[begin Materials provided]
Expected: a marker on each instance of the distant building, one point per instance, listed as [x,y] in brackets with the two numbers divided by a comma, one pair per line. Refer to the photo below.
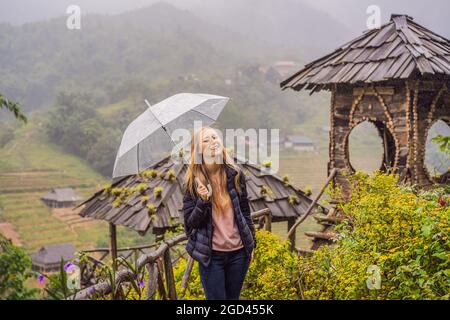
[323,129]
[278,70]
[48,258]
[299,143]
[61,198]
[285,68]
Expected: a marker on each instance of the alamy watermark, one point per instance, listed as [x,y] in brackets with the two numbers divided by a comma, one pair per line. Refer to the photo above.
[73,21]
[256,146]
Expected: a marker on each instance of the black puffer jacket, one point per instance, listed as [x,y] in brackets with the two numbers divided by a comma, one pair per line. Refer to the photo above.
[198,220]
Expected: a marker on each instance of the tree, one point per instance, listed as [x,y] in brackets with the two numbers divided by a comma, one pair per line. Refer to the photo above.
[15,267]
[13,107]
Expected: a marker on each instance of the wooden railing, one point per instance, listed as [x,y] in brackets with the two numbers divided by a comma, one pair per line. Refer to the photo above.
[87,270]
[159,265]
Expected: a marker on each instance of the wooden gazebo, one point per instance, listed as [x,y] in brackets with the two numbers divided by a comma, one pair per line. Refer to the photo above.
[153,200]
[397,77]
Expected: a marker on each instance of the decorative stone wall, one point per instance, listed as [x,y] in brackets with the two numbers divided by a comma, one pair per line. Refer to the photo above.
[402,112]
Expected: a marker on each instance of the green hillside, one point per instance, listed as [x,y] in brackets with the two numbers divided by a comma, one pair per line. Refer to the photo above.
[30,167]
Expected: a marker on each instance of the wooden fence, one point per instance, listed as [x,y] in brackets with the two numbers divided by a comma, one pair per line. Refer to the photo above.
[159,265]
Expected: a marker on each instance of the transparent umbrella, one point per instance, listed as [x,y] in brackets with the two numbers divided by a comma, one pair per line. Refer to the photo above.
[148,139]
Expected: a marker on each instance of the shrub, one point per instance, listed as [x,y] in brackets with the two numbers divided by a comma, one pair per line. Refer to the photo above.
[403,233]
[15,270]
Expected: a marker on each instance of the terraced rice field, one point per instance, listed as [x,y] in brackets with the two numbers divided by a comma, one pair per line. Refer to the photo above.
[end Materials provided]
[Your objective]: Using the material above, set down every line exactly, but skip the pictures.

[Task output]:
Expected: a marker on each instance of the distant building, one point per instance, listed as [x,y] in brackets with the two numbers divided by a comma, one pair per line. Refer to the photo below.
[323,129]
[278,70]
[48,258]
[299,143]
[61,198]
[285,68]
Expected: a marker on each instance of the alamy watermark, one point per instance, listed as [x,y] in brackets with the two numbers divided by a comma, one pair per line. Refer to the photo above.
[73,21]
[256,146]
Expected: a marker on each instance of the black puffer jacket, one point per instance, listed as [x,y] in brackets with the two numbers divided by a comma, one pair per line. Refer to the photo above.
[198,220]
Expected: a marker on each instance of the tree, one point per instance, listed as [x,y] in brackets with the two numbers divided by a comma, one pair per line. Refer to the photo above.
[15,267]
[13,107]
Expected: a marker on each instance of the wooden railing, one point per instance, listed as [x,y] in brackets with the two numbers divided by a comma, one pair per line. Refer to the photo above.
[87,270]
[159,265]
Expected: a marker on each instance of the wooden gazebo, one point per instance, listed as [x,y] in brackets with the two numbers divided by a comma, one pair per line. Refer to the photo above.
[153,200]
[397,77]
Expected: a marker on each instance of the decorative stone wall, one point per instance, listed as [x,y] in brackets with the two numbers divided by a comma, one pair per line. Refer to the photo above.
[402,112]
Expected: a marker on each instance of the green hillside, one point per instance, listed as [x,y] in brackets with the two numbers divided by a comma, one pair per line. Refer to the photo above.
[30,167]
Expected: a marker on each instance of the wooden fence, one point per instance, listed as [x,y] in brackets with the two numbers divided by a comma, one pair per line. Refer to the photo above.
[159,265]
Expected: a marker on each instance of the transparent umbrella, one point per instance, listed as [x,y] in brackets with the two numbers divided by a comma, one pair per line. Refer to the photo above.
[148,139]
Expected: a marker on each instance of the shrub, one point per instance, listed as [x,y] in brackets with the two numbers divided by a comma, one pair per line. Refer to the photo above.
[403,233]
[15,270]
Expected: a marker on each instance of the terraced rice field, one point per instance, listed as [x,y] in brackets with the two numbers divided by a comma, one pair per line. Refer to the photo above.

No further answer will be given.